▶ WHAT THIS TASK INVOLVES:
Return every line in the records below that contains the word "wire".

▶ DATA TO PROCESS:
-*-
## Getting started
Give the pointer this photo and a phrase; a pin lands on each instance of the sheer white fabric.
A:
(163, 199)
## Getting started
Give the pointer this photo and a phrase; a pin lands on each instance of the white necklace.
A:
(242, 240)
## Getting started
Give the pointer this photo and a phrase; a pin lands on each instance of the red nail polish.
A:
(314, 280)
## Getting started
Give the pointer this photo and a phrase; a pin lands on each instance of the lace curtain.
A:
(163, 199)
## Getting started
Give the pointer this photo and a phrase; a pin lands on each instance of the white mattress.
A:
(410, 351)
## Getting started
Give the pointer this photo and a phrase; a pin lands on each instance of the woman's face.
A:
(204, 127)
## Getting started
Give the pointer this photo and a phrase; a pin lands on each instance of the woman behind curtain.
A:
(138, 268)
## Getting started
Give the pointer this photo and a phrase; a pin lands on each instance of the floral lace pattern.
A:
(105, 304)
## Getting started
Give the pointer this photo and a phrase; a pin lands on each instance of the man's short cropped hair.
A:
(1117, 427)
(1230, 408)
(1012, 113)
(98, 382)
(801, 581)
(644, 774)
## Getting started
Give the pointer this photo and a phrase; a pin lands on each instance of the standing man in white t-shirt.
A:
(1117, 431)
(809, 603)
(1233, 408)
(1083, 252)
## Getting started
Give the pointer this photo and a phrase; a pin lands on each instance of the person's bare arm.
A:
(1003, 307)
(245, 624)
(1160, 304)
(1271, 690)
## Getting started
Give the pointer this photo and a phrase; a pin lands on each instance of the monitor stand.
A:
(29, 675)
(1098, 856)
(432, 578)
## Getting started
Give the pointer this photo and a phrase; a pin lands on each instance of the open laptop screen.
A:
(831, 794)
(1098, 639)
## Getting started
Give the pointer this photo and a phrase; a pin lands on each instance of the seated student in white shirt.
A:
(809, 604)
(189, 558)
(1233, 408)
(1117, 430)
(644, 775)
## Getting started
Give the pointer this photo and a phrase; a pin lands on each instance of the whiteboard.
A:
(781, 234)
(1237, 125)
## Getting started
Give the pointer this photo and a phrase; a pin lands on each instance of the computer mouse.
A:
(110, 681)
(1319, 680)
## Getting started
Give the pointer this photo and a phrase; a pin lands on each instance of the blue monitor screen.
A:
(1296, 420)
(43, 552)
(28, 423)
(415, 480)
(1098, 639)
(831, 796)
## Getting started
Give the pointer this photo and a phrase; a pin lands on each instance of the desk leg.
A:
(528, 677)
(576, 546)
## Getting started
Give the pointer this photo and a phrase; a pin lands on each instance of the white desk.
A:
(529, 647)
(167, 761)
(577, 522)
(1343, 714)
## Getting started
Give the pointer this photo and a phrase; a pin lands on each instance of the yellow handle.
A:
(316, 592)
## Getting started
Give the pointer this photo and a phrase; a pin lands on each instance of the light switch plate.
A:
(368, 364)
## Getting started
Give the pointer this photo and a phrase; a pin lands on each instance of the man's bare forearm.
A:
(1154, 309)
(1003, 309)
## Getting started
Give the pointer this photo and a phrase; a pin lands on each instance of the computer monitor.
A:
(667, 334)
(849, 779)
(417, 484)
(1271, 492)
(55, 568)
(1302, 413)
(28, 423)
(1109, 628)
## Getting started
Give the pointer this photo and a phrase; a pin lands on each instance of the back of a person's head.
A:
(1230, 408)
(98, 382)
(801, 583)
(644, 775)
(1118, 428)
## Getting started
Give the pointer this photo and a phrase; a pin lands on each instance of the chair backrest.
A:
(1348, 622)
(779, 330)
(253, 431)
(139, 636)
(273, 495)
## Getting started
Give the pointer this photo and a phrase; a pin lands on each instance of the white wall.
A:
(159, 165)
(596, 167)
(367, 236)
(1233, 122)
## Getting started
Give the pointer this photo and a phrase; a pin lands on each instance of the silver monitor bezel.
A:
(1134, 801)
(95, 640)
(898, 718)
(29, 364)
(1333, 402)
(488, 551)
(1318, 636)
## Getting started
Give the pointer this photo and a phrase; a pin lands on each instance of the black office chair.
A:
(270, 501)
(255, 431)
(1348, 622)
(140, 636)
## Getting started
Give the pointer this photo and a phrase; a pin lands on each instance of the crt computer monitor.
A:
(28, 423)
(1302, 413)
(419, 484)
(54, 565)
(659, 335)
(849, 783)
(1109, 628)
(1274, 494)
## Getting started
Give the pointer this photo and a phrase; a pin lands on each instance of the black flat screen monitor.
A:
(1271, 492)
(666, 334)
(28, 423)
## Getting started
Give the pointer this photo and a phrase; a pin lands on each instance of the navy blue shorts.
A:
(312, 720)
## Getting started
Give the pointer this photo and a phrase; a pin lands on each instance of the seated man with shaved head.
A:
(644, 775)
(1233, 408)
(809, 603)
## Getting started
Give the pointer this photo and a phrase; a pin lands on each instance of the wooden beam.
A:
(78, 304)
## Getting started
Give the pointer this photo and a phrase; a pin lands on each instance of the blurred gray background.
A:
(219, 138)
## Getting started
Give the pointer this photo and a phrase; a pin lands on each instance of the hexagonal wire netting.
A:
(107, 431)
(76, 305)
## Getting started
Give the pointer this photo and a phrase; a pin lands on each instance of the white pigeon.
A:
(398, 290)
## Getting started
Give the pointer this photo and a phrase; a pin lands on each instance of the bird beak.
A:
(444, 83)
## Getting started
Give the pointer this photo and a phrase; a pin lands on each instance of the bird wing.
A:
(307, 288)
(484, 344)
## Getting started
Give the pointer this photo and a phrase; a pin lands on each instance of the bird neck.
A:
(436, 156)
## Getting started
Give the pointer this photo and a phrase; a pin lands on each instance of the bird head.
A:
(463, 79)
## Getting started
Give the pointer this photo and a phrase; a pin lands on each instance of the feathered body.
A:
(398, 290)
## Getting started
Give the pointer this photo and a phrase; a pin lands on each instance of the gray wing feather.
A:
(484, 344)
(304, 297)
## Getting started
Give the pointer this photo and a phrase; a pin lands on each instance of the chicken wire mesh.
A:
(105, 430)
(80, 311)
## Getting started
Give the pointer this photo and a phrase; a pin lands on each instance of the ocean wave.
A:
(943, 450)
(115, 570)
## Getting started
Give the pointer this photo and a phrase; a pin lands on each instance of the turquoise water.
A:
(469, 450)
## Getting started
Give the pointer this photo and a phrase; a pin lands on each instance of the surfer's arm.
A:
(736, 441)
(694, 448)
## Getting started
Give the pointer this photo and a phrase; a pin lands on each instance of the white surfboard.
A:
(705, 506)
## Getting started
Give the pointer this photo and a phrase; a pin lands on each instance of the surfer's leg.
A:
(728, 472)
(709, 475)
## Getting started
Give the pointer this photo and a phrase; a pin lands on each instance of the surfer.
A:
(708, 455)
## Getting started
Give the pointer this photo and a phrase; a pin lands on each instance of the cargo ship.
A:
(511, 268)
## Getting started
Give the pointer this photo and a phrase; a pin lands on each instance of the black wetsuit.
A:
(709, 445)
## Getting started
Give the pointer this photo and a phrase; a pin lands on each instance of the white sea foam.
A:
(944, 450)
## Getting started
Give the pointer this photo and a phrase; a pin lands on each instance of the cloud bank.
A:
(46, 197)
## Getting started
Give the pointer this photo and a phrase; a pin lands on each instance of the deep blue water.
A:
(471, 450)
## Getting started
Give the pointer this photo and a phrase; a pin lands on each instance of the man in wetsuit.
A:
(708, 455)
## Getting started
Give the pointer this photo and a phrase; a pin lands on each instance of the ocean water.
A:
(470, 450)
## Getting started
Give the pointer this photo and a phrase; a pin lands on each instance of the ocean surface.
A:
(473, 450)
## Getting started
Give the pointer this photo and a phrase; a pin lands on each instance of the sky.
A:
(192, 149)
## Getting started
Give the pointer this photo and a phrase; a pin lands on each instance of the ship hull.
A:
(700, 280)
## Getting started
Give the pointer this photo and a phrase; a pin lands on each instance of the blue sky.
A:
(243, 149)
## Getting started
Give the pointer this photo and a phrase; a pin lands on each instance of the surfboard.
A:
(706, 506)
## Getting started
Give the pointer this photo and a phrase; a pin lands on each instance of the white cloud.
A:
-*-
▶ RESULT:
Give the pointer this photo and a phrase; a pin lands on each instance of the hexagonal wire netting.
Give the pointer this photo and a phrase; a pin lands on each instance of the chicken wire mesh.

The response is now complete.